I actually did get it checked! We had saddle fit issues before, so i was being certain this time!



rhosroyalvelvet said:


> I haven't read any other response so if this has already been said then sorry.
> 
> If he speeds up in trot, half halt him back. Tighten/squeeze with your bum and upper leg. If you need to as well just gently squeeze with your index finger. You say you ride western and I don't know a single thing about western so if that wont work some one please pipe in and say. Also if you get a English saddle wide enough or if you do a rising trot in western keep your rise the same. Don't change your rythm to match the horse when he changes pace just keep your rise the same.
> 
> ...


That seems to be the general consensus, to keep my rhythm and he'll match it.

Thanks!


----------



## Janskee (Nov 16, 2013)

Yes, keep your rhythm with your seat aids. If he speeds up faster than you'd like, sit a bit deeper and half-halt (if you're posting, sit a bit longer/deeper as you post), and if he slows down too much, increase your hip movement and post faster (if posting).


----------



## Haffieluver06 (Jul 3, 2013)

I suggest the clinton anderson cruising method. It works wonders!


----------



## ecasey (Oct 18, 2013)

Haffieluver06 said:


> I suggest the clinton anderson cruising method. It works wonders!


That's the one I was talking about using, but I didn't have the detail about not even regulating speed. 

Thanks! I think I understand now. I'm going to try it once I recover from a terrible bout with bronchitis.


----------

> Given records:
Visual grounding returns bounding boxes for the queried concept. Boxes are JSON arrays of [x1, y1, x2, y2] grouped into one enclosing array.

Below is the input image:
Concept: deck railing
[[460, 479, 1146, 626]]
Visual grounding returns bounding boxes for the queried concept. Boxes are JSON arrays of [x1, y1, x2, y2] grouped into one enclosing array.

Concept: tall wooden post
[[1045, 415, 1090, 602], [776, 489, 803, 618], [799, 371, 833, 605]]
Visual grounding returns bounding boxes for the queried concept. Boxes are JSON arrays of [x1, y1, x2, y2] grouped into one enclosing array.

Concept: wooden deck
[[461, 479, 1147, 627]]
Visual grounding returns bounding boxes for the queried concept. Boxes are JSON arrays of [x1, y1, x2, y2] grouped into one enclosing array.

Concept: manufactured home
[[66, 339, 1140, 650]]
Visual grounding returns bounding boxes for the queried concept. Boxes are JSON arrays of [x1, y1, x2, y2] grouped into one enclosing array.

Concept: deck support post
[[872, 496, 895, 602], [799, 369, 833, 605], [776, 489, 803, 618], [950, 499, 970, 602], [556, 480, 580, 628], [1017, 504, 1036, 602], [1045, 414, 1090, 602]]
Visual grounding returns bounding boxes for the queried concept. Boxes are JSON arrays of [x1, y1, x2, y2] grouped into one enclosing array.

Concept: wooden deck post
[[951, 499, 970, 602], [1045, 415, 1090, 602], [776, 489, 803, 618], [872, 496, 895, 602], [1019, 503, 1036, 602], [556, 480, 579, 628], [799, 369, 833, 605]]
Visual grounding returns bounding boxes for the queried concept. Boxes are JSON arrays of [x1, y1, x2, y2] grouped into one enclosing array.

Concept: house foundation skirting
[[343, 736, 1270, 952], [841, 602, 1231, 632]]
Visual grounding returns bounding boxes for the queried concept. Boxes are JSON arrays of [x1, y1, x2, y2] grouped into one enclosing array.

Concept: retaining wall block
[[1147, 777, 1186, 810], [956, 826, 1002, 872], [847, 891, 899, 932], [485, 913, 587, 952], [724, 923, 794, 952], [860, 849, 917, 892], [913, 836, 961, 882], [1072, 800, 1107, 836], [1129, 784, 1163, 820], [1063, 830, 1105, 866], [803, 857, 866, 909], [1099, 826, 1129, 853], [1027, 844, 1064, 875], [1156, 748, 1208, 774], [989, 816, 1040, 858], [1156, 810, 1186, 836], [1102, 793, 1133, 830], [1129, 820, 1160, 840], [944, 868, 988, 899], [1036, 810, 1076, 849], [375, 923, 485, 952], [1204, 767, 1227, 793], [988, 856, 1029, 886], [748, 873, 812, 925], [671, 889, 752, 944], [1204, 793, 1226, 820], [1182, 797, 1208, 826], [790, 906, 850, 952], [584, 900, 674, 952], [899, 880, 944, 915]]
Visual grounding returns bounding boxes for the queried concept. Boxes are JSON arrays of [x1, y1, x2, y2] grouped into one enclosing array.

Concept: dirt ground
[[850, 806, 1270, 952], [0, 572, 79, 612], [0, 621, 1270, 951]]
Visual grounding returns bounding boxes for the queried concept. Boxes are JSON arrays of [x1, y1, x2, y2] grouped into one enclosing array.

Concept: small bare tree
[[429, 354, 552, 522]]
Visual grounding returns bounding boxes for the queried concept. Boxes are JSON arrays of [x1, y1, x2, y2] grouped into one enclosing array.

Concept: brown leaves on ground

> Exercises to complete:
- a) In the forum thread about a horse's trot, which method does Haffieluver06 suggest?
- b) Quote everything from "## ecasey (Oct" down to "bout with bronchitis." in the forum thread about a horse's trot.

> Answers to each task:
- a) The Clinton Anderson cruising method.

- b)
## ecasey (Oct 18, 2013)

Haffieluver06 said:


> I suggest the clinton anderson cruising method. It works wonders!


That's the one I was talking about using, but I didn't have the detail about not even regulating speed. 

Thanks! I think I understand now. I'm going to try it once I recover from a terrible bout with bronchitis.